Challenges:
A. In the happy hour review, what comes free with every drink at Maharajah?
B. Carry on the happy hour review from where it stops.

Document text:
* Begin *

As anyone who works retail will tell you, the main reason to hit up a happy hour is thriftiness: The booze is cheap, the food is cheap—the ideal happy hour is a diverting entertainment for (practically) free. In search of the ever-elusive "good time," I went out with an $8 expense account to six local happy hours that proudly proclaim their thriftiness. The object was to have the best time possible for a little more than one hour of work at the current Washington State minimum wage. Of course, good times are an entirely subjective proposition, but I can tell you this much: If your idea of fun is a lot of alcohol and deep-fried food, then look around, my friend—you're already in paradise.

Dante’s Steak & Grog in the University District (5300 Roosevelt Way NE, 525-1300, happy hour Mon–Fri 3–7 pm) is the bar you think of when you think of happy hours: The domestic beers are $2, you can get a huge basket of greasy, salty fries for $2, and the jukebox is free until 6:00 p.m. Dante’s looks like a high-school nerd’s dream basement, only, you know, extreme, with pinball, video games (there’s something called “Xbox 360,” which is free until 8:00 p.m.), and an air-hockey table. For a place that bills itself as a sports bar—normally, any sort of sporting event makes me want to sit in a kitchen with women and sip tea until it’s over—the kindest words I can offer is that Dante’s made me feel cozy, like, well, a homely nerd’s basement. And my eight bucks took me as far as I was willing to go, buying three Redhooks and a heaping helping of fries.

Ozzie’s Roadhouse (105 W Mercer St, 284-4618, happy hour daily 3:30–6:30 pm) has a reputation as the kind of place you don’t want to take a girl unless she’s had: (a) some martial-arts classes, and (b) all of her shots. It’s a little bit odd, then, that the happy hour was the most unexceptional of all that I tried: The beer was $2.25 a pint, and the burger—a previously frozen lump with 12 fries on the side—came to $1.95. You’d be better off ordering the super-greasy ?sh and chips ($3.95) and a regular-priced shot, but honestly it’d be better to just ignore the whole happy hour and instead head to Ozzie’s whenever you’re consumed with the aching desire to drink a body shot off of a stranger, which is, of course, spare-no-expense territory.

Maharajah on Capitol Hill (720 E Pike St, 320-0334, happy hour daily 4–8 pm) has a much tastier happy hour—a small but yummy order of vegetarian pakora or pillowy naan is served free with every drink ($2 for well drinks and beer). The gin and tonics I drank were like a lime-tinged floor cleaner—the perfect stiff drink for summer overintoxication. At the end of my eight bucks, I had entirely forgotten that the bar appeared to have been decorated by a hippie teenager: fabrics tacked to the ceiling, illuminated by light ?xtures that could’ve been shoplifted from a Target.

* End *

Recorded data:
* Begin *

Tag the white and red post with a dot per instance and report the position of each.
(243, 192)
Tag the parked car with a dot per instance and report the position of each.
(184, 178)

* End *

Replies:
A. A small order of vegetarian pakora or naan.

B.
The best food available for cheap is a tossup between the Hi-Life (5425 Russell Ave NW, 784-7272, happy hour Mon–Fri 3–6 pm, Sat-Sun 10 pm–close) and McCormick & Schmick's (1103 First Ave, 623-5500, happy hour Mon–Sat 3–6 pm, 10 pm–midnight; Sun 4–6 pm, 9–11 pm). Everything on the Hi-Life menu is $3, which was a problem with the strict $8 budget. I opted for the Breads & Spreads platter, which came with salty kalamata tapenade, roma cheese dip, and yogurt and garlic sauce. To get as close as possible to eight bucks, I ordered a $4 menu-described "froo-froo drink"—a cosmopolitan, at the bartender's suggestion. I'd never had a cosmo before, and I never will again, but it did what it was supposed to—it was tart and fruity and, in the restroom, I found out that I was astonishingly drunk when I accidentally urinated on my own hand. Meanwhile, McCormick & Schmick's, that corporate mashup of sports 'n' seafood, got me nearly as wasted on three Irish coffees—only $1 each during the first hour of happy hour. I had enough cash in my $8 left over for a PBR and a terrific half-pound burger (with fries), cooked medium-rare and not at all resembling a foodstuff that had previously spent time as a hockey puck. My fellow good-time connoisseur had a plate of mussels in marinara sauce that were, by far, the best $2 shellfish he'd ever eaten. If you can handle the tourists and the clientele—people who buy sweaters solely to tie them around the necks of their polo shirts—you simply can't do better for good food and drunk-makin' liquor than McCormick & Schmick's.

But the happiest of all the happy hours I attended earns its stripes not for any schmancy drink specials, though all the wells and drafts are $2. Vito's Madison Grill (927 Ninth Ave, 682-2695, happy hour Mon–Fri 4–7 pm) is pure ambience, remaining seemingly unchanged since the 1970s, with huge red-pleather booths, mirror balls spinning everywhere, and a dreamy, feathery painting of a topless woman adorning the men's-room wall. The bartender applied fistfuls of hair gel in between making drinks—margaritas, double screwdrivers, mojitos—designed to taste like grown-up drinks, the kind of ring-a-ding beverages that will knock you on your ass if you're not careful. I was told anal sex jokes, people called me paisan—and I'm about as Italian as Mickey Rooney—and when I left the bar, lit up like a Christmas tree, the sun was still hanging high in the sky and the world was still hard at work and that was just everybody else's goddamn problem. I was on Vito's time: a cheap, drunk, abundantly happy man.